** WHAT TO DO **
a. Write out the passage of the write-up about "Let The Night Roll On" starting at "Another fun fact" and ending at "all I've got.".
b. According to the write-up about "Let The Night Roll On", why did 1990 turn out to be one of the most successful years of The Angels' career? Answer in one to three sentences.
c. List every year mentioned in the write-up about "Let The Night Roll On".

** PROVIDED TEXT **
········

Number 38 "Let The Night Roll On" by The Angels

Peak: number 17

1990 would turn out to be one of the most successful years in The Angels' lengthy career, with the band scoring their very first number 1 album, Beyond Salvation, in June. "Let The Night Roll On" was the lead single from the album - but both it and a version of Beyond Salvation had already been released overseas in 1989 under the name the band adopted internationally, The Angels From Angel City. 

Another fun fact I didn't know about The Angels until now is that two former members of the band ended up forming GANGgajang (who scored their first ARIA top 50 hit this week in 1985). Anyway, back to "Let The Night Roll One"... This may well be the first time I've ever listened to this single - and the chorus reminds me a little bit of "Highway To Hell", especially the way the song's title is sung. That's all I've got.

········

** DATA LISTING **
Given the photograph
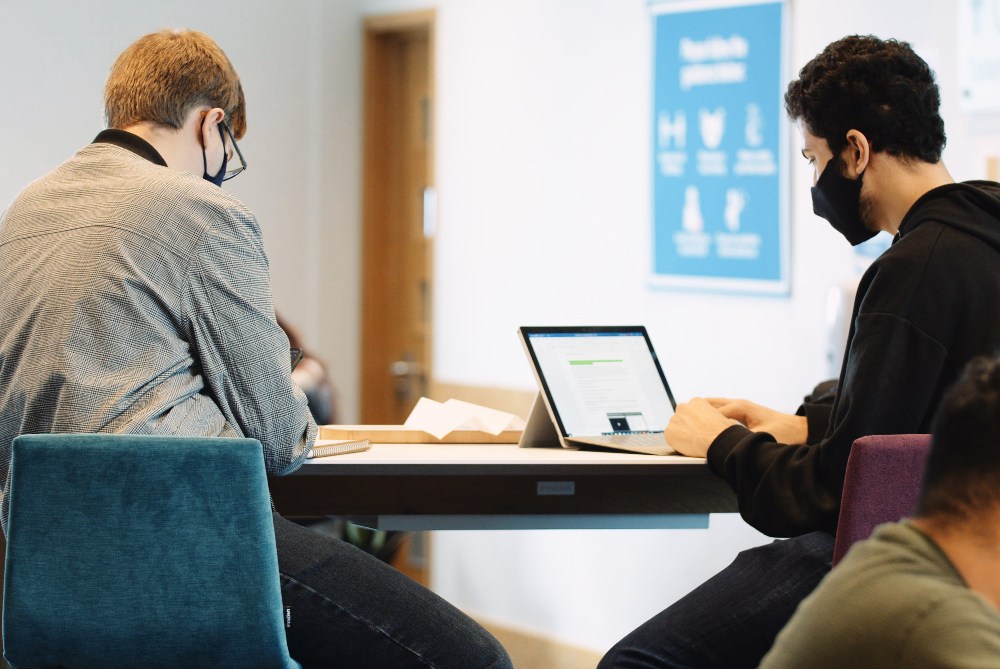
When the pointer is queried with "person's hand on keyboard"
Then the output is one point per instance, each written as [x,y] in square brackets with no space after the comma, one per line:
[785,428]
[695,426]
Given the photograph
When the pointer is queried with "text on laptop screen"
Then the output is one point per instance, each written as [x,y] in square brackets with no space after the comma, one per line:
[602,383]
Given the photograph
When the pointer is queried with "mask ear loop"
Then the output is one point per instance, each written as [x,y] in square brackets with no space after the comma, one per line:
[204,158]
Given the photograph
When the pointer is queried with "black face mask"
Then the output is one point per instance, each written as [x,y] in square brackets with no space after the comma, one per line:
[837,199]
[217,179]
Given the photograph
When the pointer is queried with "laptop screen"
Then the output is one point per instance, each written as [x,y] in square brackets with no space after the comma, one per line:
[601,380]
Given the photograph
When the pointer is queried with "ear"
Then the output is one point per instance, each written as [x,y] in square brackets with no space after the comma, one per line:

········

** FULL ANSWERS **
a.
Another fun fact I didn't know about The Angels until now is that two former members of the band ended up forming GANGgajang (who scored their first ARIA top 50 hit this week in 1985). Anyway, back to "Let The Night Roll One"... This may well be the first time I've ever listened to this single - and the chorus reminds me a little bit of "Highway To Hell", especially the way the song's title is sung. That's all I've got.

b. 1990 was one of The Angels' most successful years because the band scored their very first number 1 album, Beyond Salvation, in June of that year.

c.
1990
1989
1985